Crescent city gives last rites to “Aints” nickname with public Jazz Funeral today
By Paul M. Banks
Perhaps no event in life can define the term “emotional roller coaster” as well as a jazz funeral.The darkest depths of despair signified by the slow, low dirges of horns eventually give way to an up tempo swing encapsulating the most euphoric of highs. In Spike Lee’s documentary “Katrina: a Requiem,” a jazz musician describes exactly what a jazz funeral symbolizes. The slow, melancholic portion represents death, and the person who has passed on. The fast, joyous music that follows expresses “yeah, you’re gone, but it was such a pleasure knowing you,” and “sure, you’ve crossed over to the other side- but let’s celebrate that you’re now in a better place than here on Earth.”
On purely a football level, the Saints’ Super Bowl win was a phenomenal story, because it took them literally 33 years to win a playoff game, more than a decade to finish a season with a .500 record, two decades to have a legitimate winning season, and over four decades to reach the Super Bowl.
They were SO BAD for SO LONG, people really began to believe the franchise was cursed due to the fact they built their home stadium, the Louisiana Superdome, on an actual burial ground (the former Girod Street Cemetery). Yet another reason why this death ritual is quite fitting for a team who wears all black each home game. And if you’ve ever sat through an episode of the reality series “Keeping up the Kardashians,” starring Kim Kardashian, girlfriend to backup tailback Reggie Bush- you’ve probably longed for the better predicament of immediate death.

#### Exercise
Continue the article on the New Orleans jazz funeral for the Saints' "Aints" nickname, starting right after its last sentence.

#### Given data
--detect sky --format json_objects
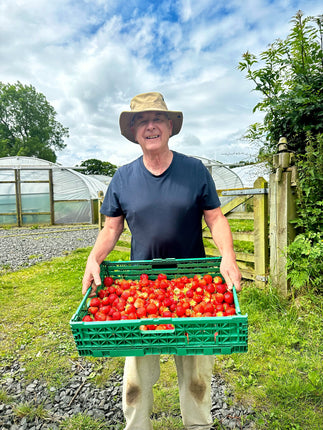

#### Response to this exercise
According to NOLA.com: The Saints are the Aints no more. To make it semi-official, trombonist Glen David Andrews and the Baby Boyz Brass Band will lead an Aints jazz funeral through Treme and Faubourg Marigny on Saturday, Feb. 20, starting at 4 p.m. Fans are encouraged to bring their old Aints paper bags and place them in a coffin.
Yes, in the ’70s, ’80s and ’90s, the Saints were so awful that fans once wore paper bags over their heads at home games. Late Lousiana sportscaster Buddy Diliberto gets credit for creating the paper bag masks during a what now seems like ancient history 1-15 season.
For my readers who don’t know what a jazz funeral is, I’ve included two clips. The first is real documentary footage. Be sure to pay attention at the 5-5 1/2 minute mark for tempo change. The second is fictional, but the most well known example of a jazz funeral in pop culture; from the James Bond film “Live and Let Die.”
I can live without the Aints nickname, but I’ll really miss the paper-bag-over-the-head tradition that Saints fans started. It inspired me in 1997 when I was a sophomore at the University of Illinois, with season tickets for an 0-11 football team. I attended every home game, a couple with a paper bag over my head. I soon had a few followers.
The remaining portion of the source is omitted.